◆ WORK INSTRUCTIONS:
Scan the records for the word "orange". Return each line where it is found.
** Opening EXERCISE DATA block **
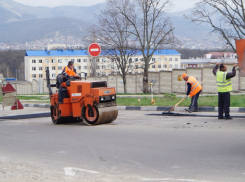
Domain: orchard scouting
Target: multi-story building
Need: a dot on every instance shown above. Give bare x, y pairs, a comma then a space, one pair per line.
36, 62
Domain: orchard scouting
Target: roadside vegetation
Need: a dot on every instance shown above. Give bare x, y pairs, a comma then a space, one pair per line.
171, 99
164, 100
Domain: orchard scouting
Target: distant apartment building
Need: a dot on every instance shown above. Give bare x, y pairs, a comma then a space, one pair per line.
219, 55
36, 62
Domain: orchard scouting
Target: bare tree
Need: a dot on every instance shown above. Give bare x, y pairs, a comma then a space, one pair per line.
226, 17
114, 36
148, 24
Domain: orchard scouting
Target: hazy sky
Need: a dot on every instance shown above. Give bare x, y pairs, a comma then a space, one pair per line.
178, 4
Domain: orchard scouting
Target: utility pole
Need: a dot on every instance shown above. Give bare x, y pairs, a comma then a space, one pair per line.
7, 71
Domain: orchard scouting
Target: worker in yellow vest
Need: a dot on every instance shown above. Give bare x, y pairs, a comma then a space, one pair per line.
194, 89
223, 79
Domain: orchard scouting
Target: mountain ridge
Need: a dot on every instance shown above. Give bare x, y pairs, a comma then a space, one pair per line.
18, 22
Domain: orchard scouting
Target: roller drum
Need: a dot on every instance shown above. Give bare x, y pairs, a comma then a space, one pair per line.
101, 115
107, 114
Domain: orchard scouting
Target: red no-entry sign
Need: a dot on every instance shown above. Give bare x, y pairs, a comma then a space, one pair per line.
94, 50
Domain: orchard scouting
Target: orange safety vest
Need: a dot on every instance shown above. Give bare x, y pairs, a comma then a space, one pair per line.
195, 85
69, 71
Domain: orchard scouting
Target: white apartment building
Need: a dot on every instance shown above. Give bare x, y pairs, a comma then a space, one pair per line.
36, 62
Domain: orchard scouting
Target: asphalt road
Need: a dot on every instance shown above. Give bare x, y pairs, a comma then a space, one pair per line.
136, 147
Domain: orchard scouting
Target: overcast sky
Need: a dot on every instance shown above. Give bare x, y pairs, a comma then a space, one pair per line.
179, 5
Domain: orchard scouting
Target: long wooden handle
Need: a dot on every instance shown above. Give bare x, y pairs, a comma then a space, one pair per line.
180, 101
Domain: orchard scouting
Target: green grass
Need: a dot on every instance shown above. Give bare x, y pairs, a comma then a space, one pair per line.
171, 99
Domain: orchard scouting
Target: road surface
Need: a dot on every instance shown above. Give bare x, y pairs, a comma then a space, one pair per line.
136, 147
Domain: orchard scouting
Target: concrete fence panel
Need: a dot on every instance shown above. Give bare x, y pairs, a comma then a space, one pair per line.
209, 86
139, 83
154, 77
120, 87
131, 84
242, 83
112, 81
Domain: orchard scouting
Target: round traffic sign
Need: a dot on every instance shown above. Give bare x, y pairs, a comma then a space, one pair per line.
94, 50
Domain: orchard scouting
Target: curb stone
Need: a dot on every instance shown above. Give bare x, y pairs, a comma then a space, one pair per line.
153, 108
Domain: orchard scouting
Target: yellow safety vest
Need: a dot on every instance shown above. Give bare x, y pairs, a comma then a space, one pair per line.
223, 84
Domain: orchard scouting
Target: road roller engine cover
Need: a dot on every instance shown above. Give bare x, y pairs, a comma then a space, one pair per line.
90, 101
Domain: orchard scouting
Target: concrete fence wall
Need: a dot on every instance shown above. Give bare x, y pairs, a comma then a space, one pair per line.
165, 82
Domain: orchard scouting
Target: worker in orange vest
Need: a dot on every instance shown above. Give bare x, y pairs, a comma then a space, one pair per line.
68, 72
194, 89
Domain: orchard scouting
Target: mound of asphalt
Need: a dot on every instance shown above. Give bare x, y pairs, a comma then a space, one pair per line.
187, 115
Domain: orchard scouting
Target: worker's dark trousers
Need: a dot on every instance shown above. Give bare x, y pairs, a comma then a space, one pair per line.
224, 104
194, 104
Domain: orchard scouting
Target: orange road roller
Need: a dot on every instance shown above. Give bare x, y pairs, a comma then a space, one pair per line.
89, 101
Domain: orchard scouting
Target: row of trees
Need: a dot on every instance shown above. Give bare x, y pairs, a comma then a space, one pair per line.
12, 63
127, 27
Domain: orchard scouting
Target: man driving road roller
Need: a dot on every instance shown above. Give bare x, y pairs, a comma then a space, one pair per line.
68, 72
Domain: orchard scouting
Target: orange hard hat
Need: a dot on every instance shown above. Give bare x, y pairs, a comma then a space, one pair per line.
184, 75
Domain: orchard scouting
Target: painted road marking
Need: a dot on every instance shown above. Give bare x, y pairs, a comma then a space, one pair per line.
70, 171
171, 179
96, 49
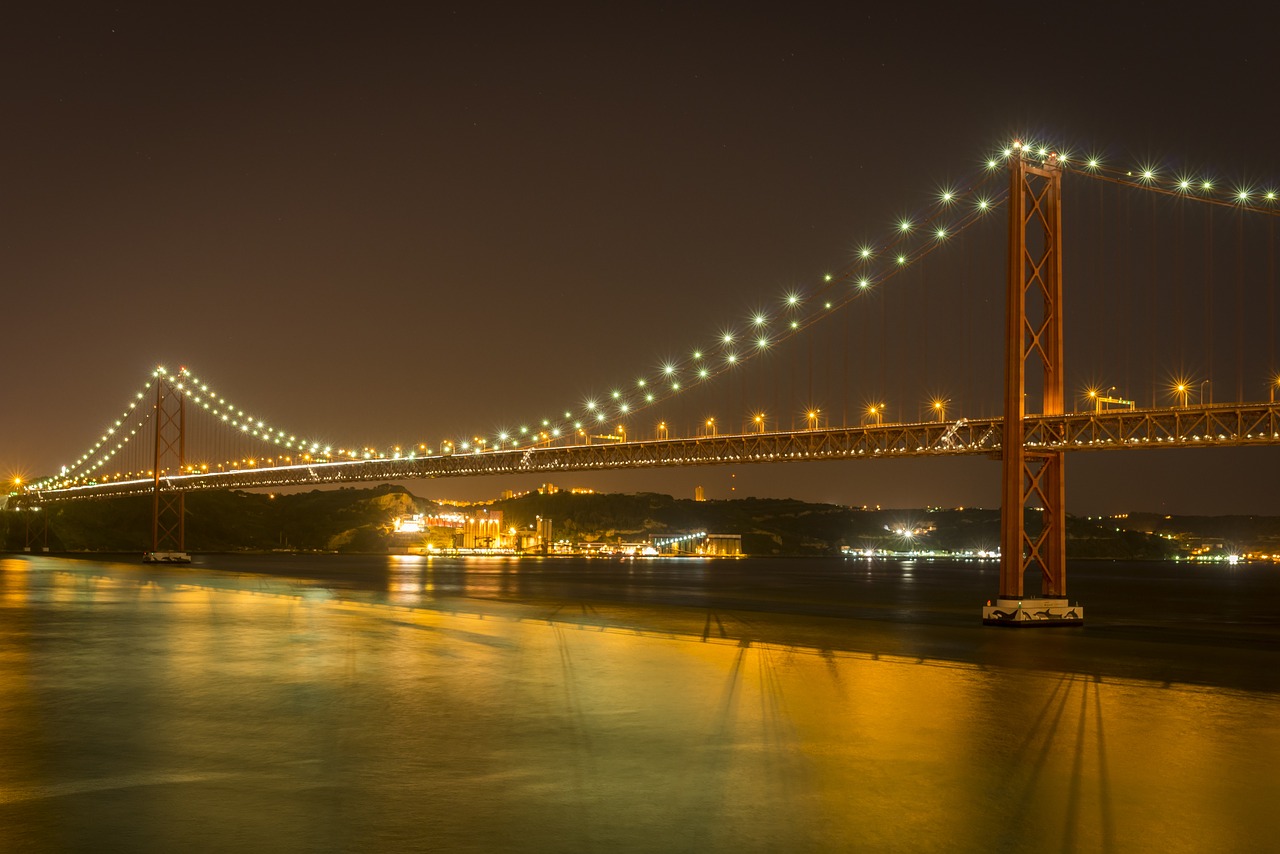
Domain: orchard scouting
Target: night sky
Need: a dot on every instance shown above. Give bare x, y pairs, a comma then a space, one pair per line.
391, 225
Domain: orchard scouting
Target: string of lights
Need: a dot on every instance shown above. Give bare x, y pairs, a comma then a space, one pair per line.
950, 211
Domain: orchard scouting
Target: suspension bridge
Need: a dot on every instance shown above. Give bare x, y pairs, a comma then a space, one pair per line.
178, 434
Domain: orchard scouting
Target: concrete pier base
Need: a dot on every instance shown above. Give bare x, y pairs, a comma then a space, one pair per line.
1032, 613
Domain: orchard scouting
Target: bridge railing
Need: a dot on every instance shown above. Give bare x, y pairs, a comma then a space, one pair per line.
1226, 424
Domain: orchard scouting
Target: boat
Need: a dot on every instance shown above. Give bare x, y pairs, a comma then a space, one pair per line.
165, 557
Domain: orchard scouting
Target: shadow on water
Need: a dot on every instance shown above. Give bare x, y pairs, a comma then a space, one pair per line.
1155, 622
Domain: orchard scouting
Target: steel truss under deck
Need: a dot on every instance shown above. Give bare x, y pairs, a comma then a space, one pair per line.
1198, 427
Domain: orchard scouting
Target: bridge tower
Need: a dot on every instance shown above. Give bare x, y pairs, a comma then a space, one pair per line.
168, 508
1033, 325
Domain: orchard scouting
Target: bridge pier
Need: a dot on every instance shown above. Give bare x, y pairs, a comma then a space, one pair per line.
1033, 479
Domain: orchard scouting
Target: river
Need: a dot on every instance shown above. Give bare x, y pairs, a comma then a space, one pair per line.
334, 703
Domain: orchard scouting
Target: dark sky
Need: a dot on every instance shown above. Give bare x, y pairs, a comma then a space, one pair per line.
391, 225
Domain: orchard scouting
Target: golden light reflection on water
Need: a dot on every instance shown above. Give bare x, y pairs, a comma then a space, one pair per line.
298, 716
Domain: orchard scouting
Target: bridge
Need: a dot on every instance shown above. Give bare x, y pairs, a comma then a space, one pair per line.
151, 447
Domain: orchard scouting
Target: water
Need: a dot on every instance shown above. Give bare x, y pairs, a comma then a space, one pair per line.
402, 704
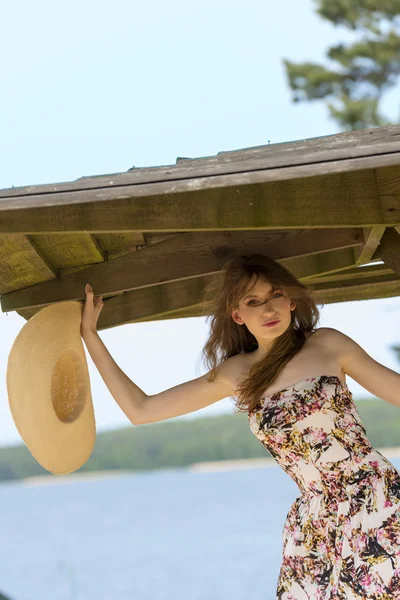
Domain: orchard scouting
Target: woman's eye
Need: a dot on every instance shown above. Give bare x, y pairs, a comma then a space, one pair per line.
276, 294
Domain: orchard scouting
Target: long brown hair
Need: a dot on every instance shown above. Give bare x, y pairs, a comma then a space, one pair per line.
227, 338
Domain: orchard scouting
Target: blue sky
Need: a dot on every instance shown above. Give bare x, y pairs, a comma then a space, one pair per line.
96, 87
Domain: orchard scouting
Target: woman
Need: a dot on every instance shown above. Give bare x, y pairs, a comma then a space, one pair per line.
341, 537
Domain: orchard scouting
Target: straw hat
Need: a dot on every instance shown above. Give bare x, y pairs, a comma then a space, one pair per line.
49, 389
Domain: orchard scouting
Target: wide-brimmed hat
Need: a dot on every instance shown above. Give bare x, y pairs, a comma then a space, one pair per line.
49, 389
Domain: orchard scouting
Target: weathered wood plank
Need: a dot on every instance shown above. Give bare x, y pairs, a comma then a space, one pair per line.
21, 265
372, 237
68, 250
350, 291
375, 145
181, 257
334, 200
389, 249
351, 274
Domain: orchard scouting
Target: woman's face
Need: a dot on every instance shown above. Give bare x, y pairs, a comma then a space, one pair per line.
263, 304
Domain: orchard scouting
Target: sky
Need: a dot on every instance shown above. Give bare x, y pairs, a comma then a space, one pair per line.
95, 87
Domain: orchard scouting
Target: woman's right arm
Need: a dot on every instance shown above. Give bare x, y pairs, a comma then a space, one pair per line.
179, 400
139, 407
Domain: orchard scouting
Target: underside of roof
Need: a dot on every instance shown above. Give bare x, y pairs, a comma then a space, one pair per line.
149, 240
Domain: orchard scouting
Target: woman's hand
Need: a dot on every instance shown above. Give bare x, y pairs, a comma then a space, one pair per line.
91, 311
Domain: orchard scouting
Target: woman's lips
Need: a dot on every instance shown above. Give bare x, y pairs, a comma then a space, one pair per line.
271, 324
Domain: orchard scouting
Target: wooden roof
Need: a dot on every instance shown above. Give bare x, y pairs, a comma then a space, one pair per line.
150, 239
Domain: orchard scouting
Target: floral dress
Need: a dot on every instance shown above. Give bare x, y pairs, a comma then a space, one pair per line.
341, 537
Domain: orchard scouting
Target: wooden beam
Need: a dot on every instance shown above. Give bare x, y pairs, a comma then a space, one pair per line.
351, 274
389, 249
355, 150
181, 257
322, 201
387, 287
372, 238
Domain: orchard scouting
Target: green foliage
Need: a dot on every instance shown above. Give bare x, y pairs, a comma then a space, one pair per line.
365, 69
178, 443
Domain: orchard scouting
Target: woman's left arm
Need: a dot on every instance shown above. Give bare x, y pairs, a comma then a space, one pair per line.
377, 379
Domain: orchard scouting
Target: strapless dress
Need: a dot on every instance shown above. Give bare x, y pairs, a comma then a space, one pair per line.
341, 536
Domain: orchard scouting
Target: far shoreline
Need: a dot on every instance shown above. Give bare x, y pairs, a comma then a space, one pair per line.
198, 467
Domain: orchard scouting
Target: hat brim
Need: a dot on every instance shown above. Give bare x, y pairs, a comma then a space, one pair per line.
48, 389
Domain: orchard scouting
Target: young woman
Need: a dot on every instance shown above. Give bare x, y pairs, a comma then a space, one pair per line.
341, 537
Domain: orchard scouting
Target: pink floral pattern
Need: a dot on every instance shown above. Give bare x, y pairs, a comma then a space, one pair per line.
341, 537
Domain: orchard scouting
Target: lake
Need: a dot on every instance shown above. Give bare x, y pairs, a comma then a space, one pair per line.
152, 535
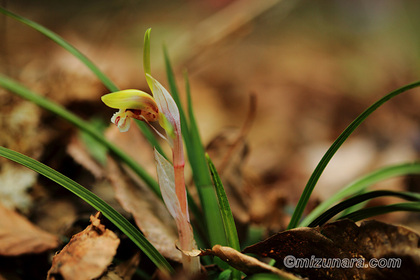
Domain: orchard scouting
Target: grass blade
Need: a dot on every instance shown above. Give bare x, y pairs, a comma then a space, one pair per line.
327, 215
20, 90
116, 218
88, 63
304, 198
361, 184
196, 157
227, 217
380, 210
202, 179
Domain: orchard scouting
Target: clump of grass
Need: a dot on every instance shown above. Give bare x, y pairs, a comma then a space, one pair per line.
215, 221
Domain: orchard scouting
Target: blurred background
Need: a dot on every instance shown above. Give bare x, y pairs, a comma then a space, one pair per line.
313, 67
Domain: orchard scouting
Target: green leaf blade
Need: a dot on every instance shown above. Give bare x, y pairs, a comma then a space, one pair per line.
125, 226
304, 198
361, 184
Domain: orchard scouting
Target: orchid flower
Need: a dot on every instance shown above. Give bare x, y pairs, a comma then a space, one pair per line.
160, 107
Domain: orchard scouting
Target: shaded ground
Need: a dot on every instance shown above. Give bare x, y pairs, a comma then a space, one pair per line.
312, 67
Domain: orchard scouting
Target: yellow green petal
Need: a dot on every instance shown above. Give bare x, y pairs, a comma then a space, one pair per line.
130, 99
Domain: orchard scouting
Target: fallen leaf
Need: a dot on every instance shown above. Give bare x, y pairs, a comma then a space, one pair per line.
19, 236
344, 250
149, 213
87, 255
124, 270
244, 263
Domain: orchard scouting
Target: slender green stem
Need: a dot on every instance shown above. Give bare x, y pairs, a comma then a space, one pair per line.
20, 90
304, 198
361, 184
380, 210
227, 216
116, 218
327, 215
196, 157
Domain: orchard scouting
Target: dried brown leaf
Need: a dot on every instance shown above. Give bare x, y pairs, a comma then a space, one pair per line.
149, 213
87, 255
19, 236
371, 241
244, 263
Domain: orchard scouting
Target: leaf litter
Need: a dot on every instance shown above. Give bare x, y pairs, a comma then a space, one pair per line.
87, 255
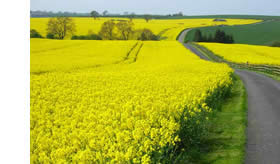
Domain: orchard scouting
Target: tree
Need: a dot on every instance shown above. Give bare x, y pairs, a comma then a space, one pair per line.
125, 28
107, 30
198, 36
94, 14
131, 16
147, 34
35, 34
105, 13
147, 18
60, 27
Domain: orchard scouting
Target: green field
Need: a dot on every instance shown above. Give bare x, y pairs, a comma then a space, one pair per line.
258, 34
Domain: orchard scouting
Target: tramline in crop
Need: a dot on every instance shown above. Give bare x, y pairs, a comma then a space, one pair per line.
120, 112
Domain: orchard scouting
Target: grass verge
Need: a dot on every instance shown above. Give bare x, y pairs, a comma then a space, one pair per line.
226, 141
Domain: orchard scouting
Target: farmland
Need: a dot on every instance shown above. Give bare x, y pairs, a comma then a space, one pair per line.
168, 29
132, 107
240, 53
117, 101
257, 34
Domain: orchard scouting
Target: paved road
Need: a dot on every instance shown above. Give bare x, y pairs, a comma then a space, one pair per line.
263, 131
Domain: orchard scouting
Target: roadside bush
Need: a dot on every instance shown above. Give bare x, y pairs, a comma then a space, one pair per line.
275, 44
35, 34
219, 37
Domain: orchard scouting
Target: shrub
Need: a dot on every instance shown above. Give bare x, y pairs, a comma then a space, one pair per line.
35, 34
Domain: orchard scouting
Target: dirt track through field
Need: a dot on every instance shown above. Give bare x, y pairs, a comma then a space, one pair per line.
263, 131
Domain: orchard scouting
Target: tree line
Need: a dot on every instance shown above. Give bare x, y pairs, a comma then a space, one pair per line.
60, 27
219, 37
97, 14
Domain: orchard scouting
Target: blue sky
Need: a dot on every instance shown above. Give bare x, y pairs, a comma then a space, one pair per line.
188, 7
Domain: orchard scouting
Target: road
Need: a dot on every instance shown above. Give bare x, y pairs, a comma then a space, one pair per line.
263, 130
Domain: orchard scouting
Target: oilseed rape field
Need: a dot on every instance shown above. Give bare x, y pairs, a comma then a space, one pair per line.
167, 29
118, 101
241, 53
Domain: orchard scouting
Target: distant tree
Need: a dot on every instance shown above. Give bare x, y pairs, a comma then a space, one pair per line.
209, 38
94, 14
105, 13
198, 36
147, 17
147, 34
276, 44
35, 34
50, 36
107, 30
131, 16
125, 28
61, 26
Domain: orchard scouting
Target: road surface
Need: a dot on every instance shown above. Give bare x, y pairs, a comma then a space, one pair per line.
263, 131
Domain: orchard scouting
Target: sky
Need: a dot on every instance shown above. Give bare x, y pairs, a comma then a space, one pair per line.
188, 7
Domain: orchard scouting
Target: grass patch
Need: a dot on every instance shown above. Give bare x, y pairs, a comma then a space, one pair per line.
225, 143
257, 34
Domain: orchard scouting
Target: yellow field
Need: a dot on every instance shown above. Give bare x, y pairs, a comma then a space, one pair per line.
61, 55
120, 111
169, 29
241, 53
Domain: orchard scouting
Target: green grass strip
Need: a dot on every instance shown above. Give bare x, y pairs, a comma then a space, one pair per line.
226, 141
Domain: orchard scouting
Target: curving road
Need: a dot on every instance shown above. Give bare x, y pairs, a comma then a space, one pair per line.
263, 131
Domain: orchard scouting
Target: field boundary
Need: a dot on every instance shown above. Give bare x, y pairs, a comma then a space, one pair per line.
270, 69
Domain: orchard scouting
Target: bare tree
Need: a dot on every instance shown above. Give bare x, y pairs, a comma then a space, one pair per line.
94, 14
61, 26
125, 28
147, 17
107, 30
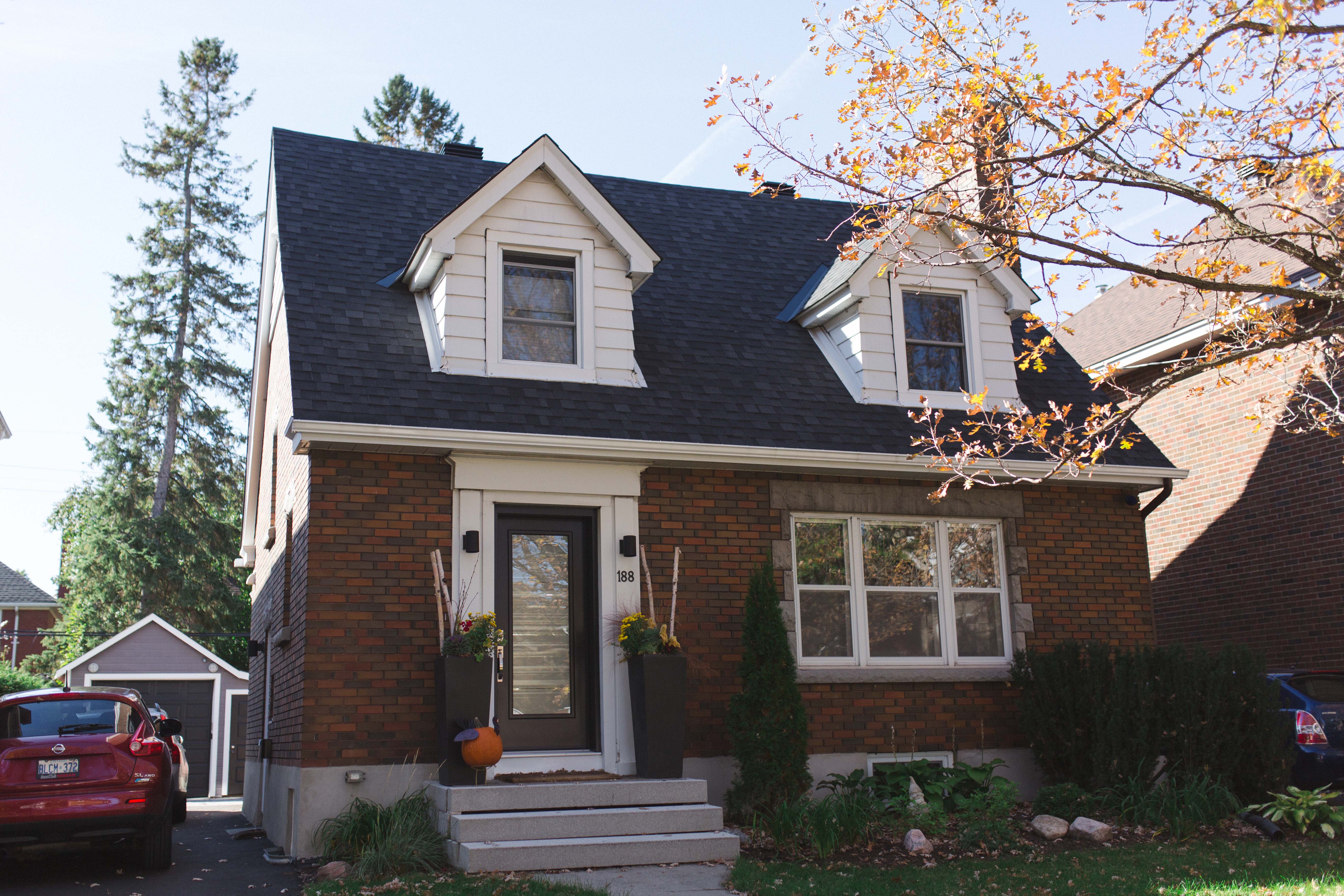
** Closing EXERCISE DATA block **
◆ TASK SOLUTION:
Target: orange safety vest
Target: worker in orange vest
Target: orange road roller
Target: orange hard hat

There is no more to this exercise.